Excerpt.
····················

I’ve been reading quite a bit by Fintan O’Toole, lately… talks on YouTube and most recently his book Heroic Failure: Brexit and the Politics of Pain. For me, he really helps my understanding of all things Brexit, the history of Ireland/Northern Ireland, and much more. I find he makes the ‘warp and weft’ of it all more accessible and clearer for me. I like to try to understand how we got into such a dysfunctional (or is it dystopian?) political mess. The incompetence I sense in those in government, I find a bit bewildering. Not just Covid-19 by any means; the pandemic is just another thing that gets dealt with in a shambolic way.
No. It’s a bigger question. Just how did we get here? How did we, in this country, achieve such a polarised, unequal and malfunctioning society? O’Toole sheds some great light on this. I quote:
“Britain, as it was constructed in the wake of the Glorious Revolution of 1688 and the union of England with Scotland in 1707, established limited forms of democracy. In the 18th century, its political software was cutting-edge. But because it had no further democratic revolutions, because its empire created an oligarchy whose power and wealth were not local, because it was not invaded or defeated, it got stuck with a kind of pre-release, beta model of democratic modernity.
The features of this model were superbly summarised by Jim Bulpitt in 1996:
[Jim Bulpitt was a Professor of Politics at Warwick University. He seems to have been very well-respected. Sadly, he died aged only 61 in 1999.]
‘First, a lethal electoral system based on single member constituencies and simple majorities.
Secondly, the persistence of a predominantly adversarial two-party system.
Thirdly, the fact that both parties are dominated by temporary professional party leaders who for the duration give up most of their time and ambitions to managing their parties.
Fourthly, the absence of any significant degree of institutional pluralism…The absence of any other significant centres of institutional power means that only national office is worth gaining: losing office…means political wilderness.’”
O’Toole goes on to say:
“One might add, of course, that this model of the British state is sanctified by the vestiges of explicitly pre-democratic forms of rule – the monarchy and the unelected House of Lords.”

····················

Recorded data.
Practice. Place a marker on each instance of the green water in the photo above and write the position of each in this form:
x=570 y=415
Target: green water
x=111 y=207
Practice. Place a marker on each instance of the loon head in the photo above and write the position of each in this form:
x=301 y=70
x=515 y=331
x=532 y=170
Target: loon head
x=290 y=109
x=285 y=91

····················

Directions. Please retype, word for word, the whole excerpt on Fintan O'Toole and Brexit that comes before the data.

Task output.
I’ve been reading quite a bit by Fintan O’Toole, lately… talks on YouTube and most recently his book Heroic Failure: Brexit and the Politics of Pain. For me, he really helps my understanding of all things Brexit, the history of Ireland/Northern Ireland, and much more. I find he makes the ‘warp and weft’ of it all more accessible and clearer for me. I like to try to understand how we got into such a dysfunctional (or is it dystopian?) political mess. The incompetence I sense in those in government, I find a bit bewildering. Not just Covid-19 by any means; the pandemic is just another thing that gets dealt with in a shambolic way.
No. It’s a bigger question. Just how did we get here? How did we, in this country, achieve such a polarised, unequal and malfunctioning society? O’Toole sheds some great light on this. I quote:
“Britain, as it was constructed in the wake of the Glorious Revolution of 1688 and the union of England with Scotland in 1707, established limited forms of democracy. In the 18th century, its political software was cutting-edge. But because it had no further democratic revolutions, because its empire created an oligarchy whose power and wealth were not local, because it was not invaded or defeated, it got stuck with a kind of pre-release, beta model of democratic modernity.
The features of this model were superbly summarised by Jim Bulpitt in 1996:
[Jim Bulpitt was a Professor of Politics at Warwick University. He seems to have been very well-respected. Sadly, he died aged only 61 in 1999.]
‘First, a lethal electoral system based on single member constituencies and simple majorities.
Secondly, the persistence of a predominantly adversarial two-party system.
Thirdly, the fact that both parties are dominated by temporary professional party leaders who for the duration give up most of their time and ambitions to managing their parties.
Fourthly, the absence of any significant degree of institutional pluralism…The absence of any other significant centres of institutional power means that only national office is worth gaining: losing office…means political wilderness.’”
O’Toole goes on to say:
“One might add, of course, that this model of the British state is sanctified by the vestiges of explicitly pre-democratic forms of rule – the monarchy and the unelected House of Lords.”